**Location annotation dataset excerpts**

>> START

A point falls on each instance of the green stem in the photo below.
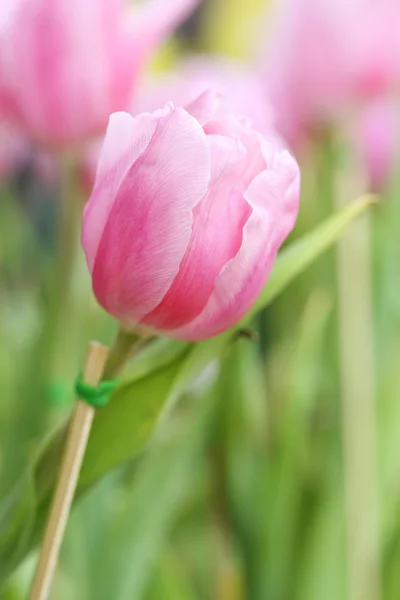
(125, 345)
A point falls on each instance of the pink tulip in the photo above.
(65, 65)
(242, 89)
(325, 56)
(187, 214)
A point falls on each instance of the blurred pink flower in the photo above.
(65, 65)
(14, 150)
(377, 136)
(187, 214)
(327, 55)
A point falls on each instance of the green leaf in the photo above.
(17, 516)
(123, 428)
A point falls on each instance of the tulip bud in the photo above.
(65, 65)
(187, 214)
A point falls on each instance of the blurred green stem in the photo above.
(359, 418)
(61, 312)
(46, 368)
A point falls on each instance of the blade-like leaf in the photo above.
(123, 428)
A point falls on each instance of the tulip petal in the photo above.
(125, 140)
(149, 227)
(216, 238)
(273, 197)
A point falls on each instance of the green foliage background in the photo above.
(246, 467)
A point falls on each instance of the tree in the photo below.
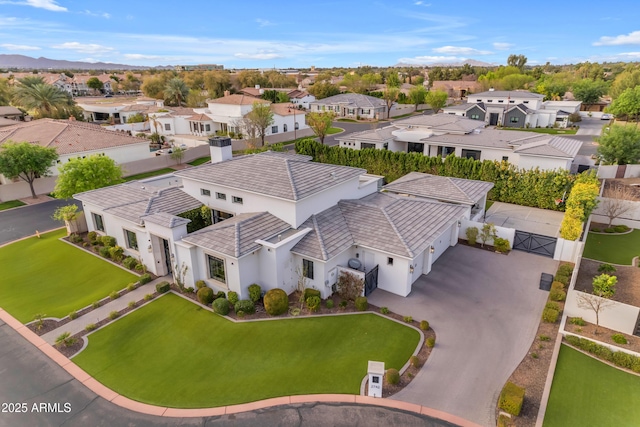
(176, 91)
(320, 123)
(260, 118)
(79, 175)
(616, 201)
(620, 145)
(26, 161)
(436, 99)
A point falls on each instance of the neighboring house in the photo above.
(518, 109)
(351, 105)
(444, 134)
(279, 218)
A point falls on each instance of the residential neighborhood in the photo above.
(341, 215)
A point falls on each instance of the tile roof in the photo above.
(134, 201)
(456, 190)
(287, 176)
(67, 137)
(237, 236)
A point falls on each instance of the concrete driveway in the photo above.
(485, 309)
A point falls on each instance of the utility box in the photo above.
(376, 375)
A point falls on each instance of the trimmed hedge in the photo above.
(276, 302)
(511, 399)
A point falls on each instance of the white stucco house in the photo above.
(444, 134)
(278, 217)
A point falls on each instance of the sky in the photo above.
(299, 34)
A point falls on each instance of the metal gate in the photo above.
(534, 243)
(370, 281)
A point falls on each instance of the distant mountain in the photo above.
(21, 61)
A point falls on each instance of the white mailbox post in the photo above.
(376, 374)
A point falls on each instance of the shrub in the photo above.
(221, 306)
(472, 235)
(392, 376)
(255, 292)
(163, 287)
(549, 315)
(244, 305)
(313, 303)
(233, 297)
(205, 295)
(130, 262)
(511, 399)
(619, 339)
(606, 268)
(276, 302)
(501, 245)
(361, 303)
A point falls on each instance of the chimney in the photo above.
(220, 149)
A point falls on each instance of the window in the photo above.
(307, 268)
(132, 239)
(97, 221)
(216, 269)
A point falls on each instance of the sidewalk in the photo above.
(103, 311)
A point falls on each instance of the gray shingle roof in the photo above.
(237, 236)
(133, 200)
(282, 175)
(456, 190)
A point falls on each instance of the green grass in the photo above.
(587, 392)
(11, 204)
(615, 249)
(171, 352)
(201, 160)
(148, 174)
(51, 277)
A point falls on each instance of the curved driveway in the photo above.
(485, 309)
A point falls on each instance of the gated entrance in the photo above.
(534, 243)
(370, 281)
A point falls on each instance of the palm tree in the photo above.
(176, 91)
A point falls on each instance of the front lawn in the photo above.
(174, 353)
(613, 248)
(51, 277)
(587, 392)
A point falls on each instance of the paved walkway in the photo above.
(103, 311)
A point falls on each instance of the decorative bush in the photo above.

>> END

**Work to complete**
Can you arrange the lines of the material from the line containing "A point falls on each instance of the gated" through the end of the material as a JSON list of strings, one string per line, leaving out blank lines?

**Reply**
[
  "A point falls on each instance of the gated entrance in the photo above.",
  "(534, 243)",
  "(370, 281)",
  "A point falls on each instance of the palm tree in the photo above.",
  "(176, 91)",
  "A point falls on each instance of the front lawn in the photo above.",
  "(174, 353)",
  "(613, 248)",
  "(51, 277)",
  "(587, 392)",
  "A point falls on each instance of the paved walkway in the photo above.",
  "(103, 311)",
  "A point falls on each instance of the decorative bush in the photo above."
]